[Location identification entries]
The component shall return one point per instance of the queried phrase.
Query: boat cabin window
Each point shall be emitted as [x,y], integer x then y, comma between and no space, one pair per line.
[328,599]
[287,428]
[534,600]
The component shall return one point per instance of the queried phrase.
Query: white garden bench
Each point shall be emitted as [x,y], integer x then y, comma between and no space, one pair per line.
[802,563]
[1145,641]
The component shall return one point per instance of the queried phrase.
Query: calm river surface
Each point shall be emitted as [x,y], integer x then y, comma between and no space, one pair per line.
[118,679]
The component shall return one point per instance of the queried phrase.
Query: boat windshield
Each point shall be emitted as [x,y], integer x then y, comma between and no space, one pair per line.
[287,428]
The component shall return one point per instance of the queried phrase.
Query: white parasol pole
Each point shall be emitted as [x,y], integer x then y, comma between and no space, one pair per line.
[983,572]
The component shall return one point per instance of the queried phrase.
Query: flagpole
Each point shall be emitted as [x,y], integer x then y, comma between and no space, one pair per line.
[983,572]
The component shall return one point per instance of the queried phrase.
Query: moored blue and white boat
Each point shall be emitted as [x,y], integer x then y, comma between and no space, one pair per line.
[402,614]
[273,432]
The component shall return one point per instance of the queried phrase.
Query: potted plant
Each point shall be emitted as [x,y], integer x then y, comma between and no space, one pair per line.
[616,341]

→ WORK TO DO:
Filter the listing above down to the lines that contain the string "white", treating uppercase and lowercase as different. Copy each matching line.

→ OUTPUT FOR THIS TASK:
Query: white garden bench
Query: white parasol pole
Query: moored blue and white boat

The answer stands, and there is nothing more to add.